STUDY QUESTIONS:
#1 Answer these questions about the opinion column on AI, each on its own line:
(a) By how many percentage points does AI add to economic growth?
(b) How many recent data points suggest the roll is hitting a wall?
(c) What is grabbing market share and squeezing prices?
#2 Write out the opinion column on AI starting at "Three recent data" and ending at "and squeezing prices.", switching "capital" to "funding".

— Opinion column by manufacturing expert Buckley Brinkman
AI has been on an incredible roll — and we’ve all benefited. The technology clears mundane tasks from our desks, creates opportunities for our manufacturers, and adds one to two percentage points to our economic growth. Investors have backed these ventures with hundreds of billions of dollars. It’s a terrific time to be engaged with AI.
Three recent data points suggest that this roll is hitting a wall. The leading AI companies appear to be reaching the limits of their ability to raise capital and grow demand as fast as they’d expected. None of them expect to turn a profit for years, so they depend on outside investment just to keep operating. At the same time, they need healthy margins to improve cash flow — and cheaper Chinese models are grabbing market share and squeezing prices.

RAW DATA:

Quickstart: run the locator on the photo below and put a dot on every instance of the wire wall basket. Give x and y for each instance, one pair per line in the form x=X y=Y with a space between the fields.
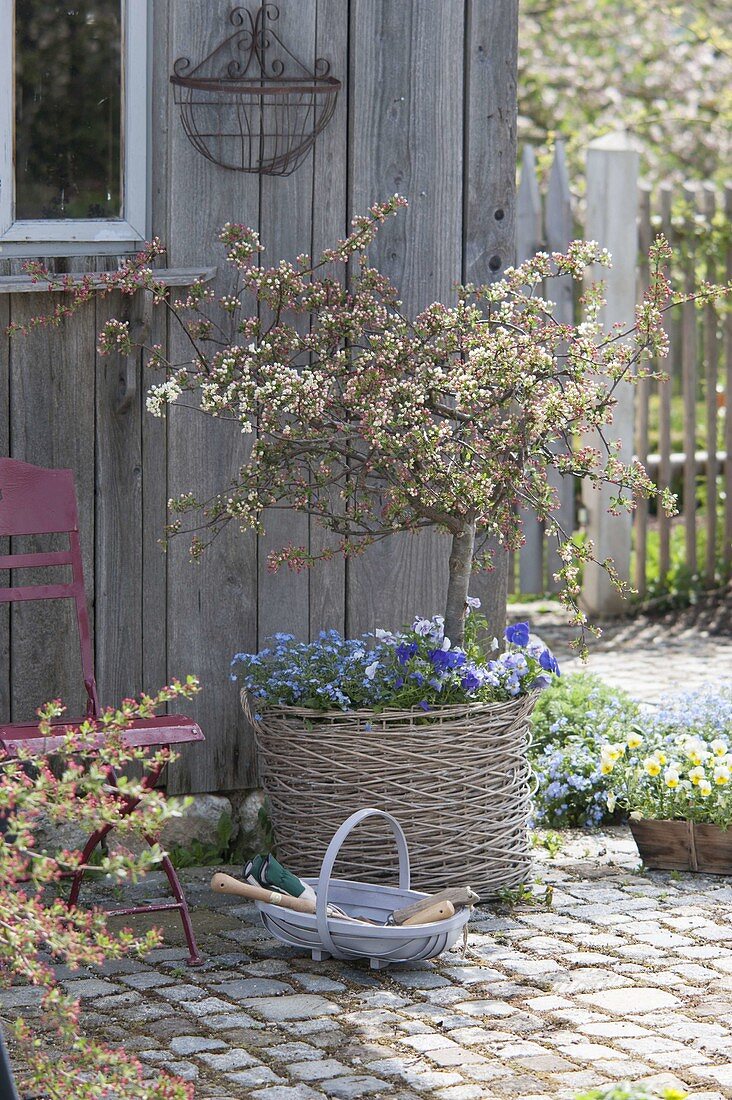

RESULTS FOR EACH TASK:
#1
(a) One to two percentage points
(b) Three
(c) Cheaper Chinese models

#2
Three recent data points suggest that this roll is hitting a wall. The leading AI companies appear to be reaching the limits of their ability to raise funding and grow demand as fast as they’d expected. None of them expect to turn a profit for years, so they depend on outside investment just to keep operating. At the same time, they need healthy margins to improve cash flow — and cheaper Chinese models are grabbing market share and squeezing prices.